REQUIREMENTS>
Write out every line of the listing again with "cupola" replaced by "dome" and nothing else changed.

==*==

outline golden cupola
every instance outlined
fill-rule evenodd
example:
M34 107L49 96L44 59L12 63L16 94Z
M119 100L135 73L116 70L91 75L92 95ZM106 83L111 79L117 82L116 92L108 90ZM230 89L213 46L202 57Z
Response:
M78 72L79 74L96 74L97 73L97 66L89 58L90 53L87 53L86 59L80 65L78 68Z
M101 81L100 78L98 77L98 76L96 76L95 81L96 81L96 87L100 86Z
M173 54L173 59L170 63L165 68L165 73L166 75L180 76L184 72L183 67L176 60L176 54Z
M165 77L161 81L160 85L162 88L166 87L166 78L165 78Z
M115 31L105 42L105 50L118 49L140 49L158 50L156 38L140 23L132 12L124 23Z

==*==

RESULT OF THE EXERCISE>
outline golden dome
every instance outlined
fill-rule evenodd
example:
M34 107L49 96L44 59L12 63L16 94Z
M119 100L135 73L116 70L91 75L92 95ZM106 83L111 79L117 82L116 92L108 90ZM230 89L213 46L202 57Z
Response:
M78 72L79 74L96 74L97 73L97 66L89 58L90 53L87 53L86 59L80 65L78 68Z
M101 81L100 78L98 77L98 76L96 76L95 81L96 81L96 87L100 86Z
M173 54L173 59L170 63L165 68L165 73L166 75L180 76L184 72L183 67L176 60L176 54Z
M165 77L161 81L160 85L162 88L166 87L166 78L165 78Z
M115 31L105 42L105 50L118 49L140 49L158 50L156 38L140 23L132 12L124 23Z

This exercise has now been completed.